### Directions
Find each line in the records below that contains the word "right" and copy those lines out.
-----
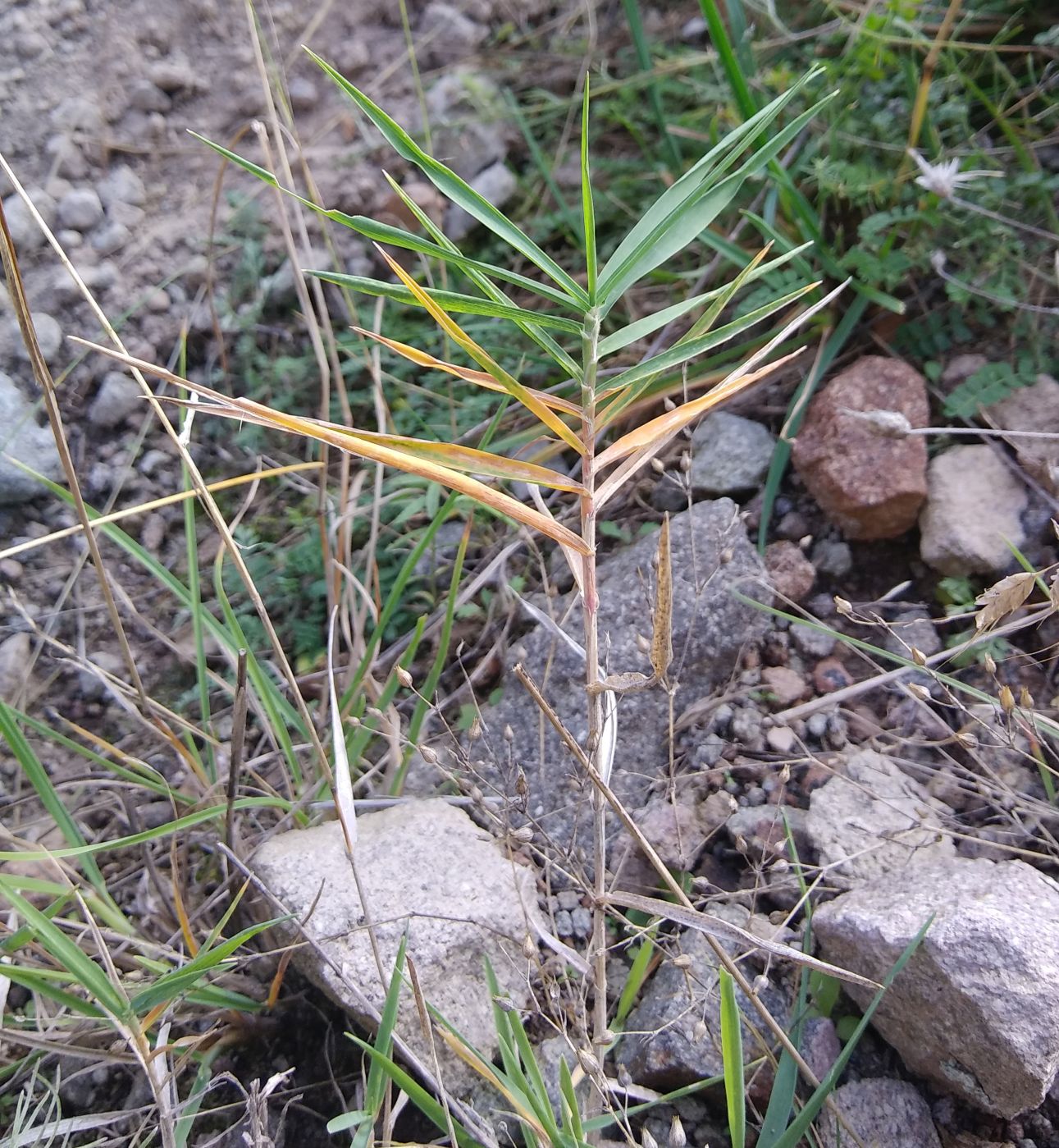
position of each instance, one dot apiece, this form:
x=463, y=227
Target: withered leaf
x=1002, y=599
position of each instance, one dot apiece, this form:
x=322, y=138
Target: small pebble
x=831, y=675
x=780, y=739
x=80, y=209
x=816, y=725
x=582, y=922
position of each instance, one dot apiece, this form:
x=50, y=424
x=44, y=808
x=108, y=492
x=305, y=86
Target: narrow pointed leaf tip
x=483, y=359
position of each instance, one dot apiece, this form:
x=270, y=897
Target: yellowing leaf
x=656, y=432
x=483, y=359
x=1003, y=598
x=481, y=377
x=661, y=638
x=365, y=446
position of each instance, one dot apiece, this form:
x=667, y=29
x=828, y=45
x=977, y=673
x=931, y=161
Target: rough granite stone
x=973, y=510
x=423, y=866
x=1034, y=408
x=872, y=819
x=730, y=454
x=869, y=486
x=975, y=1009
x=711, y=557
x=883, y=1114
x=22, y=439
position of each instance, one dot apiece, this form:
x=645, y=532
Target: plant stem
x=593, y=699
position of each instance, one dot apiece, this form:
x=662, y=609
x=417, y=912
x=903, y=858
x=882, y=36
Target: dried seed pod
x=677, y=1136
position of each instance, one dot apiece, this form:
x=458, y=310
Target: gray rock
x=883, y=1114
x=121, y=185
x=811, y=642
x=710, y=628
x=110, y=236
x=730, y=454
x=468, y=120
x=445, y=34
x=425, y=867
x=673, y=1035
x=25, y=235
x=872, y=819
x=304, y=95
x=117, y=397
x=48, y=338
x=973, y=510
x=497, y=184
x=22, y=439
x=975, y=1009
x=14, y=661
x=832, y=558
x=80, y=209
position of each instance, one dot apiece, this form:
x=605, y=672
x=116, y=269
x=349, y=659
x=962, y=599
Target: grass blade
x=587, y=209
x=454, y=189
x=658, y=319
x=454, y=302
x=484, y=359
x=688, y=207
x=799, y=405
x=800, y=1125
x=364, y=446
x=731, y=1050
x=480, y=377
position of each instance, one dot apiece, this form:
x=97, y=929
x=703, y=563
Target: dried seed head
x=677, y=1136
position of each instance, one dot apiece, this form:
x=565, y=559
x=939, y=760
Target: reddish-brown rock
x=870, y=486
x=790, y=571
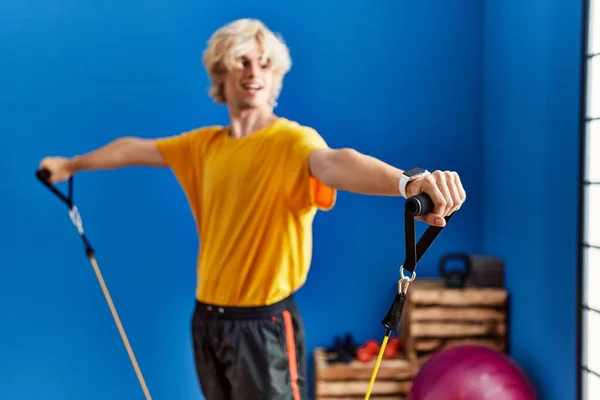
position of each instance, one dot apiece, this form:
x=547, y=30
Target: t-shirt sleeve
x=304, y=189
x=178, y=153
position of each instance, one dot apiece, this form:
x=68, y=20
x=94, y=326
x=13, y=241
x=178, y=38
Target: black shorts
x=250, y=353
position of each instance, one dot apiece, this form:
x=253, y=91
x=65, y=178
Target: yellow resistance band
x=115, y=315
x=376, y=369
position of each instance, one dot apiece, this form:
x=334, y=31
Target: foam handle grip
x=43, y=175
x=419, y=205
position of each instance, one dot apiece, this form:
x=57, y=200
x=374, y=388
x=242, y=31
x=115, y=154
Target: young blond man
x=254, y=187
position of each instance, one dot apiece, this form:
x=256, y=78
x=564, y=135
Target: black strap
x=414, y=253
x=44, y=176
x=415, y=206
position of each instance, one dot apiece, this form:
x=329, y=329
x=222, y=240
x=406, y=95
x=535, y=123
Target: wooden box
x=350, y=381
x=436, y=317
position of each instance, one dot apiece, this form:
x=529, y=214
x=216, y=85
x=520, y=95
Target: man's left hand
x=446, y=192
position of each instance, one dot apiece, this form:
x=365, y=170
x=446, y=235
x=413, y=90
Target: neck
x=246, y=122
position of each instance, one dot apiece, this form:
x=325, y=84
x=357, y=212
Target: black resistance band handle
x=419, y=205
x=43, y=176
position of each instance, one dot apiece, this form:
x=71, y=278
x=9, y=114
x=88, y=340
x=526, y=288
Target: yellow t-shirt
x=254, y=202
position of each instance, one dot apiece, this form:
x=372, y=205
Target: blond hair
x=231, y=41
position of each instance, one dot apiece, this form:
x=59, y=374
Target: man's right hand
x=122, y=152
x=58, y=168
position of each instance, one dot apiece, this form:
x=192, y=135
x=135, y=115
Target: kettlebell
x=455, y=278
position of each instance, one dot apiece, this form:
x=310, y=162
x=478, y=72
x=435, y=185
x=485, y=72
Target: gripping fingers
x=431, y=187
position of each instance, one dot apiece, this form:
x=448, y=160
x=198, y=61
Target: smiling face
x=246, y=63
x=250, y=84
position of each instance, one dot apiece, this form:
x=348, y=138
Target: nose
x=253, y=69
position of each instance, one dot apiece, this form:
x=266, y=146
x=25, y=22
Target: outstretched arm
x=122, y=152
x=349, y=170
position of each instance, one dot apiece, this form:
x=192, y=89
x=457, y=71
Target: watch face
x=414, y=171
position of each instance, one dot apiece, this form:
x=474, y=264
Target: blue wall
x=532, y=72
x=399, y=81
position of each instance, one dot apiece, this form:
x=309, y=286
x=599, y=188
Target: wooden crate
x=436, y=317
x=350, y=381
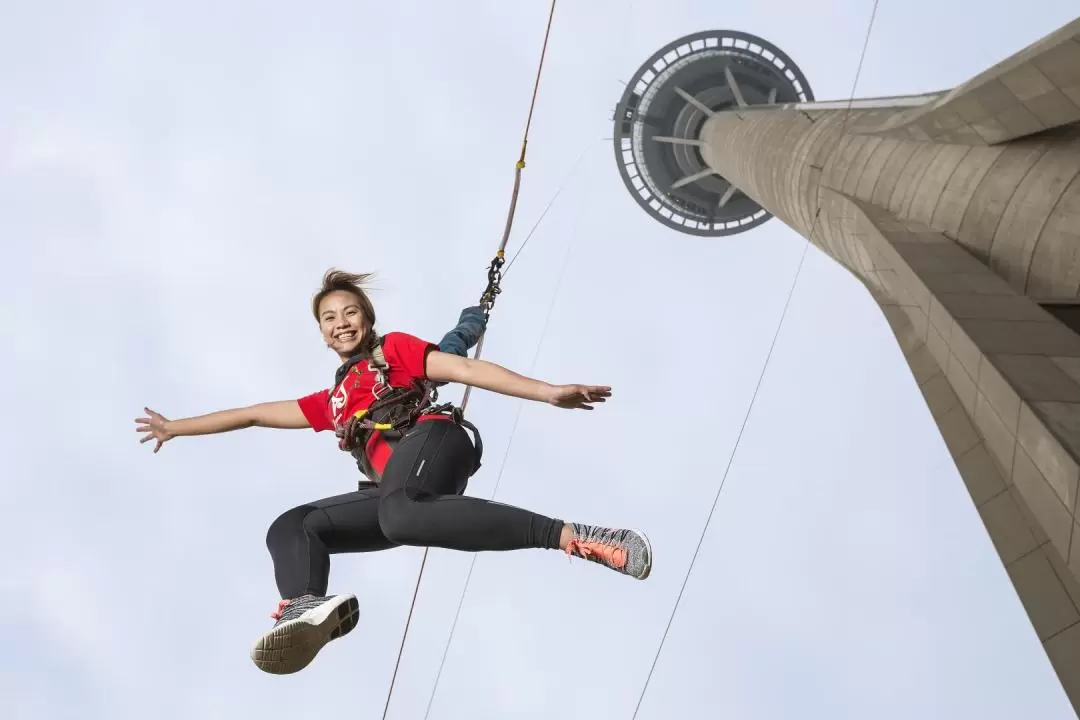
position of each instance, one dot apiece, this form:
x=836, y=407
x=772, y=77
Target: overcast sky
x=175, y=177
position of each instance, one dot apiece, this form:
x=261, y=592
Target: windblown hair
x=353, y=283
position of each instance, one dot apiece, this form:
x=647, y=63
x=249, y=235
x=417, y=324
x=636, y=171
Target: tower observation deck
x=661, y=114
x=958, y=211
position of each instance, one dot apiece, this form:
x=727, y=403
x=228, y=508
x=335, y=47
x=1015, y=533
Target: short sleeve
x=408, y=352
x=315, y=408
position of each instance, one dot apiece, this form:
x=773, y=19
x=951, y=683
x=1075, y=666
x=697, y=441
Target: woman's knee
x=397, y=519
x=291, y=525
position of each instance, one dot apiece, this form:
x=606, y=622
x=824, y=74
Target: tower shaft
x=960, y=213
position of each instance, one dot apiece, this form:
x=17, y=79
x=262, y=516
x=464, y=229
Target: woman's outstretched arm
x=443, y=367
x=284, y=415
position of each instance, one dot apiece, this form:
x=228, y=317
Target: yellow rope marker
x=494, y=270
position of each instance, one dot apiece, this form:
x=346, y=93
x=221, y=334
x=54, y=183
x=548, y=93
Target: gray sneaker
x=623, y=551
x=305, y=625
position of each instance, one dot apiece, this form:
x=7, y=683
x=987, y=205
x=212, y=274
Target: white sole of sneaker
x=648, y=546
x=291, y=647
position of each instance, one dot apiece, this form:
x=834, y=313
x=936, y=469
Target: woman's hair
x=353, y=283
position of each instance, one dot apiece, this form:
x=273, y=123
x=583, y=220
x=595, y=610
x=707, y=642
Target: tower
x=959, y=212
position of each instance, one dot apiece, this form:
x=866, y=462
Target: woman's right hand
x=154, y=426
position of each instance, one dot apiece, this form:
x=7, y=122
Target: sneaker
x=623, y=551
x=305, y=625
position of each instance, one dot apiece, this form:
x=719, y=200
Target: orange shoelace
x=597, y=552
x=281, y=606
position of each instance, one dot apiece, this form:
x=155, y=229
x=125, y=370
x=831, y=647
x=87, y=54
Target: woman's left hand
x=578, y=397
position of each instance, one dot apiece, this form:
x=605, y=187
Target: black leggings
x=418, y=503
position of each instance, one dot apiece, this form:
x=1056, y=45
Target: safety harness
x=393, y=412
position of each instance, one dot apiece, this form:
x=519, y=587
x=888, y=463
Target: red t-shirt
x=328, y=409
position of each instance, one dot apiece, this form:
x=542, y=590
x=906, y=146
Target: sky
x=175, y=178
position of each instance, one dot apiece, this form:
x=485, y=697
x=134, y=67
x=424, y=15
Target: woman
x=416, y=477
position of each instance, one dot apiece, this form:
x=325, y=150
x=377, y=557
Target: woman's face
x=341, y=322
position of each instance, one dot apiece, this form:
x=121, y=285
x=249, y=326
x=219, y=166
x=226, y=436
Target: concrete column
x=955, y=238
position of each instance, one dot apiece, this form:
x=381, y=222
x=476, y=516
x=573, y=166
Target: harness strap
x=394, y=412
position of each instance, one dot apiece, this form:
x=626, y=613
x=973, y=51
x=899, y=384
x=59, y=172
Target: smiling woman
x=417, y=458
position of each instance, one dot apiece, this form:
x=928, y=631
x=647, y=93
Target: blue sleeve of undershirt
x=470, y=326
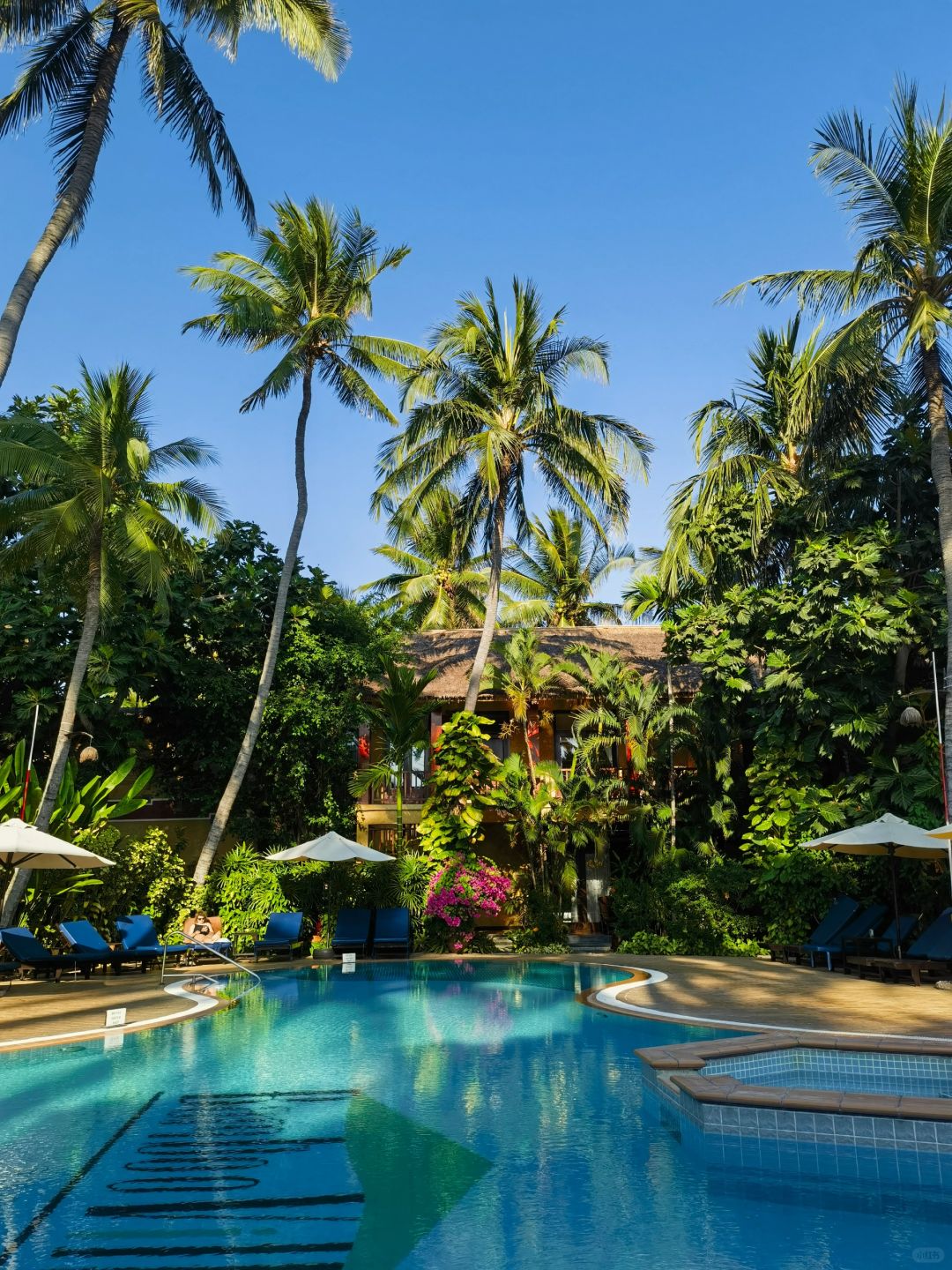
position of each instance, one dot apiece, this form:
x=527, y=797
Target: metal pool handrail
x=256, y=979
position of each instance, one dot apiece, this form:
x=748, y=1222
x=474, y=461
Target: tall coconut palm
x=398, y=721
x=557, y=574
x=897, y=190
x=311, y=277
x=485, y=406
x=524, y=677
x=773, y=442
x=92, y=501
x=438, y=582
x=70, y=75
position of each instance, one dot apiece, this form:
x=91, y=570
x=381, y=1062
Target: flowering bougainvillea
x=462, y=891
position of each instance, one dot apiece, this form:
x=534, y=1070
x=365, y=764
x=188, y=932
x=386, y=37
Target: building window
x=564, y=738
x=383, y=837
x=498, y=732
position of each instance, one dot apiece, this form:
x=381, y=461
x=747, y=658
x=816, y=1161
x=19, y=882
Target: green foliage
x=461, y=788
x=78, y=805
x=147, y=877
x=244, y=889
x=557, y=576
x=703, y=909
x=215, y=640
x=645, y=944
x=542, y=926
x=55, y=897
x=438, y=582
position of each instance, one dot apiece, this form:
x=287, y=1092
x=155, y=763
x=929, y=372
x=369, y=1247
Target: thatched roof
x=452, y=654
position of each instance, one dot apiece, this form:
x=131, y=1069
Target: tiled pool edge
x=818, y=1132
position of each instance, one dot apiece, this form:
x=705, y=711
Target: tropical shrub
x=461, y=788
x=542, y=926
x=704, y=909
x=78, y=805
x=147, y=877
x=645, y=944
x=460, y=892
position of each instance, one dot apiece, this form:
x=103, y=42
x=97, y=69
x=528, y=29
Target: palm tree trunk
x=70, y=204
x=489, y=623
x=271, y=655
x=61, y=752
x=400, y=813
x=530, y=756
x=942, y=481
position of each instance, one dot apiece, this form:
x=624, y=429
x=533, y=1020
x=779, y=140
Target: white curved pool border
x=611, y=1000
x=608, y=996
x=201, y=1004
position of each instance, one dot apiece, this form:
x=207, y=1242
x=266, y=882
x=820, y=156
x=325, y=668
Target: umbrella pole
x=895, y=895
x=29, y=764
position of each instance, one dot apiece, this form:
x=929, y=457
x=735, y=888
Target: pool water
x=428, y=1117
x=854, y=1071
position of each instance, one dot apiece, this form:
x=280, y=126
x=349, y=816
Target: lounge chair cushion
x=283, y=931
x=868, y=920
x=138, y=935
x=352, y=929
x=392, y=927
x=26, y=947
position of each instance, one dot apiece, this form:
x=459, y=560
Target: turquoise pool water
x=427, y=1117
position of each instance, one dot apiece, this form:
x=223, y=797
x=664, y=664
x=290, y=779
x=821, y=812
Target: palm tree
x=311, y=277
x=437, y=582
x=897, y=190
x=484, y=406
x=92, y=502
x=525, y=677
x=400, y=721
x=559, y=573
x=71, y=71
x=770, y=444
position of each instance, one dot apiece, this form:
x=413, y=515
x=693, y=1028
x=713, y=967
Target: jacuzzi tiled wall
x=809, y=1142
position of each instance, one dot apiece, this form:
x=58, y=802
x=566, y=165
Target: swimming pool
x=802, y=1068
x=430, y=1117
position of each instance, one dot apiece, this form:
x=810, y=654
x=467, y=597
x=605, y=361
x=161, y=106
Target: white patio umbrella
x=946, y=834
x=888, y=836
x=333, y=848
x=26, y=848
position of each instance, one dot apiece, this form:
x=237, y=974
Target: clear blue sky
x=636, y=161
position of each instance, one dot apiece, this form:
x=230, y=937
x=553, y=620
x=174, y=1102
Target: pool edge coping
x=682, y=1067
x=202, y=1004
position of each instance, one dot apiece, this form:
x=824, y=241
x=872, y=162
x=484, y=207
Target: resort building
x=450, y=654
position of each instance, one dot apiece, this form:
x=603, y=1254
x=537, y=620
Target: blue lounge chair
x=138, y=935
x=26, y=949
x=842, y=911
x=86, y=940
x=391, y=931
x=280, y=935
x=885, y=944
x=352, y=930
x=929, y=954
x=867, y=923
x=219, y=944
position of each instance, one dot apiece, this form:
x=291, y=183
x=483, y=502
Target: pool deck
x=753, y=995
x=724, y=992
x=43, y=1012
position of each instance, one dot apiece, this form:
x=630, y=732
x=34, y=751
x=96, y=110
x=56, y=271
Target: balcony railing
x=414, y=788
-----
### Response
Target: man's right hand
Target: woman's right hand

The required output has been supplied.